Image object location entries:
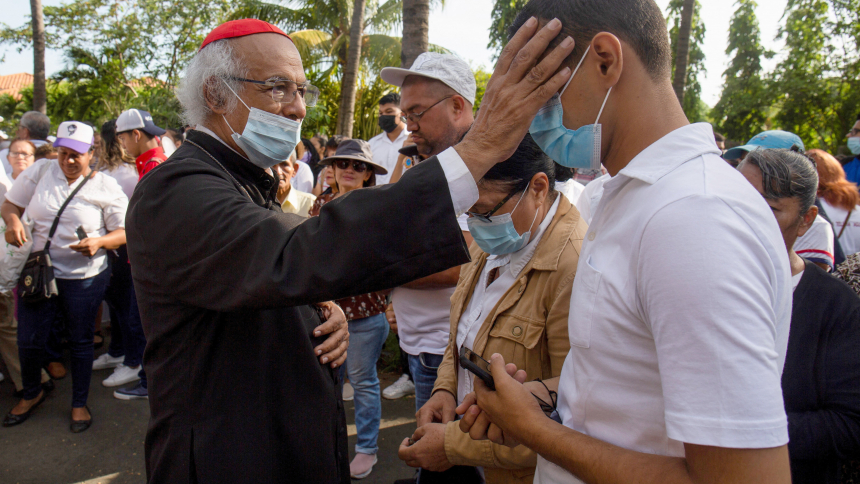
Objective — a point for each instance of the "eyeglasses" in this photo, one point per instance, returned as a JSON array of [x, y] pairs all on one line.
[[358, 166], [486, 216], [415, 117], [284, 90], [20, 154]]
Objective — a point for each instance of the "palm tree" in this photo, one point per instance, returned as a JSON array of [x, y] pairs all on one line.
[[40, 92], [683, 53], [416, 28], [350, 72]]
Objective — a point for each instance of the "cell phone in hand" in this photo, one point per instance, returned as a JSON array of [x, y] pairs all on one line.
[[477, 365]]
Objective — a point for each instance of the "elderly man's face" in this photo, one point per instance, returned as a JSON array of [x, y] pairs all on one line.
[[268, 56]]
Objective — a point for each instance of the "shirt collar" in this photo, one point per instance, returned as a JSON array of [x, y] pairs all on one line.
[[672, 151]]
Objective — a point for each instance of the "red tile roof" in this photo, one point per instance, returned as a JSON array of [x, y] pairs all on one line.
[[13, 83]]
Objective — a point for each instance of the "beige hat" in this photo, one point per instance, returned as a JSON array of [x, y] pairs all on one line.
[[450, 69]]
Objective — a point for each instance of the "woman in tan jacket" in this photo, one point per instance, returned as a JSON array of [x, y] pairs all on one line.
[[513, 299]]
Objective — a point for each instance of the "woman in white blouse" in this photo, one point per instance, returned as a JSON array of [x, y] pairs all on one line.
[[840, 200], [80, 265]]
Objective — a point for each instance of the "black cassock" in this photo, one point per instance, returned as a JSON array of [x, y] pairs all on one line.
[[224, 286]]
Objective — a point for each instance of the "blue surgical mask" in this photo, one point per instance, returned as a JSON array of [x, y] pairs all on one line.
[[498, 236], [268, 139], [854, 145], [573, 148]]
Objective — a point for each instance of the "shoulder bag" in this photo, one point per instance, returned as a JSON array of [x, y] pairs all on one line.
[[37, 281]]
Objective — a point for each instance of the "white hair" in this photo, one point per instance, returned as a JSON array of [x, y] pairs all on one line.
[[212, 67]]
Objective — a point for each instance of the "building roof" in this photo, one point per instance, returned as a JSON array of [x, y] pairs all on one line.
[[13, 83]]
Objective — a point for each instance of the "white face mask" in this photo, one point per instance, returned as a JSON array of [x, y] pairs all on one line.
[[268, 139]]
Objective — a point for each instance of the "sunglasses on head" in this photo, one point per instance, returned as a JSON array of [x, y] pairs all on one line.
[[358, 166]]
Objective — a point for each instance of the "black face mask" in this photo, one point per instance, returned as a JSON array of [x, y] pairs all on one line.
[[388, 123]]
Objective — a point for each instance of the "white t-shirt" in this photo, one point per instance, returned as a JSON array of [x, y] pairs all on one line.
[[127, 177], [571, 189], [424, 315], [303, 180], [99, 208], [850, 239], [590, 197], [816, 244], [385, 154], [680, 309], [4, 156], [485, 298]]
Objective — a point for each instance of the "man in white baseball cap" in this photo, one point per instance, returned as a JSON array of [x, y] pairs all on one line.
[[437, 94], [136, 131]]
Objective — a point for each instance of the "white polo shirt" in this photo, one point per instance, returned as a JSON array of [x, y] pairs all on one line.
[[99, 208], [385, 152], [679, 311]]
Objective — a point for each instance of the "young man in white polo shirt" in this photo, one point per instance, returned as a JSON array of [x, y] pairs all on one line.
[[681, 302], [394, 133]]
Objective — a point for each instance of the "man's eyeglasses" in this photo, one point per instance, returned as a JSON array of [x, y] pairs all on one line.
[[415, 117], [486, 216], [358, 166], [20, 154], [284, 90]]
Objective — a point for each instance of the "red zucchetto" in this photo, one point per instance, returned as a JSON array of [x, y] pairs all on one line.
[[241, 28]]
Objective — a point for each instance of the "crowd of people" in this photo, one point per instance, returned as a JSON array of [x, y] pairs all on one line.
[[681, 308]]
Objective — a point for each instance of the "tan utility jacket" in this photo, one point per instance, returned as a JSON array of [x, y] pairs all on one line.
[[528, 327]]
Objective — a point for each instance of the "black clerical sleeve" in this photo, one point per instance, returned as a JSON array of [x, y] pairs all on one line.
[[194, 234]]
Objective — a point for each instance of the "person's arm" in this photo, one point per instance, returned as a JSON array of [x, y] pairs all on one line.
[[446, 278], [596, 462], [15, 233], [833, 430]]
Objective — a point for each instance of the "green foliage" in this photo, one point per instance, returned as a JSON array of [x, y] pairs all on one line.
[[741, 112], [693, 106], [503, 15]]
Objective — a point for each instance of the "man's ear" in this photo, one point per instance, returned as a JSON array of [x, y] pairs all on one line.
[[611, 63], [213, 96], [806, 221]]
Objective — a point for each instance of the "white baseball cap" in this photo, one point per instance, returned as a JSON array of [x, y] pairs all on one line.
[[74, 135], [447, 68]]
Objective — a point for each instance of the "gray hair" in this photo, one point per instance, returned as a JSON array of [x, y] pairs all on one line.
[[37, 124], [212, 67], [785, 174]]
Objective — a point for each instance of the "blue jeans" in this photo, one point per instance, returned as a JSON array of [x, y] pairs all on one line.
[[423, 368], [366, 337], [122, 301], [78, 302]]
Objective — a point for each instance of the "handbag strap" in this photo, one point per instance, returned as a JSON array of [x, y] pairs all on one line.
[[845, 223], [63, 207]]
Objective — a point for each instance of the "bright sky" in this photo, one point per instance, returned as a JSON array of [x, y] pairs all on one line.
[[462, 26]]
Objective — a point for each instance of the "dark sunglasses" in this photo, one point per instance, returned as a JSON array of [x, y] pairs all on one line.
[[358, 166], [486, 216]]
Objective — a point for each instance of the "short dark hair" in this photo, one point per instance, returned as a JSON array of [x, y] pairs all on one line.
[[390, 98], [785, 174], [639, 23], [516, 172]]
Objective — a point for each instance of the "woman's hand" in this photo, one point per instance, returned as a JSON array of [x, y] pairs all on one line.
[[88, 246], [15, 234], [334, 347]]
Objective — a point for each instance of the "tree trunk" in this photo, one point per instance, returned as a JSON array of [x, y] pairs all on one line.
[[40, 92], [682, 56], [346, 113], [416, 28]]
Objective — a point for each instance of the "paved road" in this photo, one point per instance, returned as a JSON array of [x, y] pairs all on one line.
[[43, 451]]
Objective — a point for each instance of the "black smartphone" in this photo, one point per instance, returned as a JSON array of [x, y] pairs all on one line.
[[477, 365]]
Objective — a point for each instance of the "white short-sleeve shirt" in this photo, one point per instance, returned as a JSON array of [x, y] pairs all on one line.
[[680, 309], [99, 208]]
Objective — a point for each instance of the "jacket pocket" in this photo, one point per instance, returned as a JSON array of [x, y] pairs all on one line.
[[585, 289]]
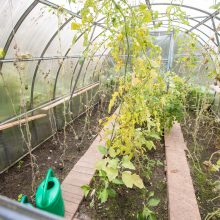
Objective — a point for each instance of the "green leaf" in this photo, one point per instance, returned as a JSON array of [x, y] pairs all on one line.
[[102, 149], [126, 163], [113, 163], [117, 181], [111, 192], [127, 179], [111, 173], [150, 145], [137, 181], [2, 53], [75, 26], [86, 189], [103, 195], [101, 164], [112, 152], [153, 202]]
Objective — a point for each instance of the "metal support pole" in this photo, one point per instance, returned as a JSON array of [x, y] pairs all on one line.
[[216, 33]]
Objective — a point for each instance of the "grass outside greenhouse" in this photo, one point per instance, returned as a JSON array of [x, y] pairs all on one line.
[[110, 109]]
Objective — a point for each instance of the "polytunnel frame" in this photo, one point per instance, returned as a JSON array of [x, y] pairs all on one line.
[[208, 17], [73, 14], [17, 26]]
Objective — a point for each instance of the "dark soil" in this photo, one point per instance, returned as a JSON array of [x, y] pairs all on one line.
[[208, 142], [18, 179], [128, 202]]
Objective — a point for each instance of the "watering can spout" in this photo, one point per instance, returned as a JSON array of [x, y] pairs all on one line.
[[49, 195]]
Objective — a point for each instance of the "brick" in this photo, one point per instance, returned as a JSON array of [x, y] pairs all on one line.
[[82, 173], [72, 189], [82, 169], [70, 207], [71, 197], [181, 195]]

==

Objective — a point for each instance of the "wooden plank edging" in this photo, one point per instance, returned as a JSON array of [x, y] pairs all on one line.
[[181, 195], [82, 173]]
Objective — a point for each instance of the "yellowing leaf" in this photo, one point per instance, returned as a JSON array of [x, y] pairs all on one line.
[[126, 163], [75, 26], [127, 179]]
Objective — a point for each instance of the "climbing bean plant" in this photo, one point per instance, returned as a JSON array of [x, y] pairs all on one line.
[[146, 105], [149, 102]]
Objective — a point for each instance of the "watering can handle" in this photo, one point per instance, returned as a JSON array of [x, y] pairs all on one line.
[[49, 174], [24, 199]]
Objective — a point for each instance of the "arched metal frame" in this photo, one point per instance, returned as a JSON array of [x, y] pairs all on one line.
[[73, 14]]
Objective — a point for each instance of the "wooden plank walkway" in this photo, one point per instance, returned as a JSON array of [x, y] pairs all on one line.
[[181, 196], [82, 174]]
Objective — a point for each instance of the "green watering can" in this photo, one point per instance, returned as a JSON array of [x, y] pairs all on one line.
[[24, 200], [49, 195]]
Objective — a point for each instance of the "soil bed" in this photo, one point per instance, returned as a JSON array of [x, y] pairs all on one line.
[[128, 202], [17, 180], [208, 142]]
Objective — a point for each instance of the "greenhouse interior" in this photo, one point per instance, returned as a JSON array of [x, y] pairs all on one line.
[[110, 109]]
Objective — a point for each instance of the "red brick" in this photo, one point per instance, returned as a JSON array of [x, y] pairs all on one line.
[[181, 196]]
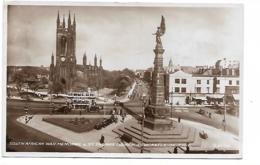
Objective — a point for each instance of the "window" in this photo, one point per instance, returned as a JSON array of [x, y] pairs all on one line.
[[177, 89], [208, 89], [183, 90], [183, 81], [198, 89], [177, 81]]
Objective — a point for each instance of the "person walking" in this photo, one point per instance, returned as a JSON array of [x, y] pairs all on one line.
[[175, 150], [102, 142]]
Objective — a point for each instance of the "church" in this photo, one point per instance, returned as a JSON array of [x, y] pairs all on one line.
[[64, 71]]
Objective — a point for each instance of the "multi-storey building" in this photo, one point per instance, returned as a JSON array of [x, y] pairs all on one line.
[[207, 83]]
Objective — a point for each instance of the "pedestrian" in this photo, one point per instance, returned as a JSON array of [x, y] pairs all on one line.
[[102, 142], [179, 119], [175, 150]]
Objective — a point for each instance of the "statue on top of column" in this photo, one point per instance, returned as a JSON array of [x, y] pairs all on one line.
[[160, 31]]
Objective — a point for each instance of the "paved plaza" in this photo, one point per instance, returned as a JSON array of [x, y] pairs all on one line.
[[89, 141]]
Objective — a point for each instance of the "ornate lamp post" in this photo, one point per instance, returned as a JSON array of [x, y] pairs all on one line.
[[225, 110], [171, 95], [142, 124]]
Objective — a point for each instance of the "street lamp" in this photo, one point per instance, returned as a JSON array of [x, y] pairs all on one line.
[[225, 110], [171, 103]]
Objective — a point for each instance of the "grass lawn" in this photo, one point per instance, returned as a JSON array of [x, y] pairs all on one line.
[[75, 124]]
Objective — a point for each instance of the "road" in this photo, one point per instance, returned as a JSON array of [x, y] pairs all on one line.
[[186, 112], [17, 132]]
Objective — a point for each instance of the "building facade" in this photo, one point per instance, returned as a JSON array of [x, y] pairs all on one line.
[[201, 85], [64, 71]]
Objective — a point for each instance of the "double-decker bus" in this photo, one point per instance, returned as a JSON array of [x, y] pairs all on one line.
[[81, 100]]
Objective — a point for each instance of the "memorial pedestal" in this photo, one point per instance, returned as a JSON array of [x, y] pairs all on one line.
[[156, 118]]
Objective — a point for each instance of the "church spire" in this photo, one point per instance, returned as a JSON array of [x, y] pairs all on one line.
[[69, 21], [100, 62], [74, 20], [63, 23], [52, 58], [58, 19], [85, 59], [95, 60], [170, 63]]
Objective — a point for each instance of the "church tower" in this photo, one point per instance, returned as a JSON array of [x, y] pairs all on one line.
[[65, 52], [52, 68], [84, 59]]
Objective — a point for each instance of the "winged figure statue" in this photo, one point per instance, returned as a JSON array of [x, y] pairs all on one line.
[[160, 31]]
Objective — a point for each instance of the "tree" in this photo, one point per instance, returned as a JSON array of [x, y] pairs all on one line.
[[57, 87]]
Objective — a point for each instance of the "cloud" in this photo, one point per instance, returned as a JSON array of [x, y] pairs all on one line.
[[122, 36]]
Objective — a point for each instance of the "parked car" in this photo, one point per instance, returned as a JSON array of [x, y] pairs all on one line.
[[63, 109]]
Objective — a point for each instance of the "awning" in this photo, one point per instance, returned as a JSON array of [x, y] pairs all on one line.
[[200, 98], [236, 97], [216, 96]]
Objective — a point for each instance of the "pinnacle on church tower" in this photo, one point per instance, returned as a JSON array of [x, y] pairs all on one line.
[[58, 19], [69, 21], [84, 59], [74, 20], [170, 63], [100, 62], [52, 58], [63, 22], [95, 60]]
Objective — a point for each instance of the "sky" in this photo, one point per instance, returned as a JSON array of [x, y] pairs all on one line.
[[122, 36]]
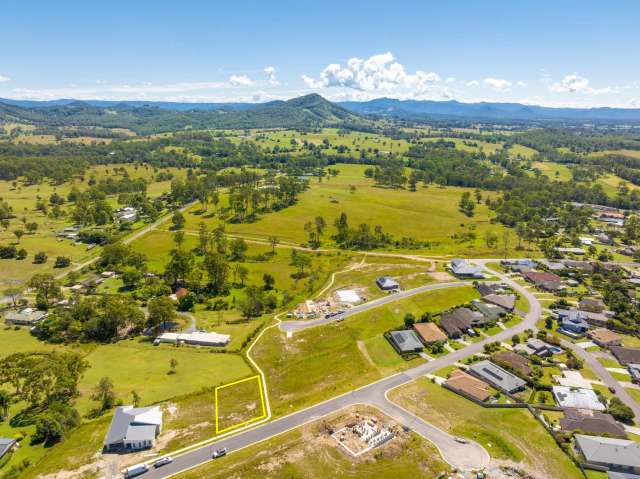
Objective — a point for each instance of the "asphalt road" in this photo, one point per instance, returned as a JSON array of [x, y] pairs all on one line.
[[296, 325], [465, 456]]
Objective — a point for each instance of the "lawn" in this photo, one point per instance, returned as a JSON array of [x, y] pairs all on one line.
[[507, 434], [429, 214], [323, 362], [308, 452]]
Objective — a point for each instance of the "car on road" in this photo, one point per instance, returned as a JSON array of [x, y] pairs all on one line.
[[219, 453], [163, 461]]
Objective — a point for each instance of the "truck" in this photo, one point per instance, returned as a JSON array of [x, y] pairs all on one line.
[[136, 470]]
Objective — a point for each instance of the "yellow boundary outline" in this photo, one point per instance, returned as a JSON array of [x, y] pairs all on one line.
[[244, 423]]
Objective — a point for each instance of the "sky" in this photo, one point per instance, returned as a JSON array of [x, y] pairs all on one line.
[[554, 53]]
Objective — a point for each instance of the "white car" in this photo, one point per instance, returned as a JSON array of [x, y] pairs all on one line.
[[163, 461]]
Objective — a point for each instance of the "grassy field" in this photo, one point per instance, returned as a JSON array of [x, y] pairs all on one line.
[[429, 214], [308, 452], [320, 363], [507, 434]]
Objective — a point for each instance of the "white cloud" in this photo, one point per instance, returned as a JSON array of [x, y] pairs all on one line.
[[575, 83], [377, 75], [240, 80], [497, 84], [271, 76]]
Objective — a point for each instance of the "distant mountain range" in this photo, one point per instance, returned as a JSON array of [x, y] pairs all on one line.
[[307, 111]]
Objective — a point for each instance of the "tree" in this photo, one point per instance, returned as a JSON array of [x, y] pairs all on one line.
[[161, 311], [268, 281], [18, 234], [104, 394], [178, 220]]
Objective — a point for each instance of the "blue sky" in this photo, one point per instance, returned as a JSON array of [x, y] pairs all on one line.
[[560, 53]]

● **Task prompt**
Please copy the rows above without any change, beginning with the line that contains "in white polo" and ending with the line that contains "[[528, 327]]", both included.

● **Output below**
Objective — a point for each instance of the "young man in white polo shirt" in this photo, one point per instance, returned as a JSON array of [x, y] pairs all on one line.
[[681, 302], [394, 133]]
Objective — a point for each instance of the "man's eyeglasses" in this photo, one point per instance, returned as a JSON array of [x, y] pairs all on one line.
[[415, 117], [486, 216], [358, 166], [20, 154], [284, 90]]
Objective — a point for each instance of the "red zucchetto" in this photo, one point per instance, returned as a JSON array of [x, y] pairs all on one line.
[[241, 28]]
Objective — a point for each instance of the "crowd of people" in this photo, one point per instance, returned as a JSON array of [x, y] pairs all on one line.
[[681, 308]]
Objective — a point for each instance of the "tan utility jacket" in this photo, one point per instance, returned as a JSON array of [x, y] pairs all on one line.
[[528, 327]]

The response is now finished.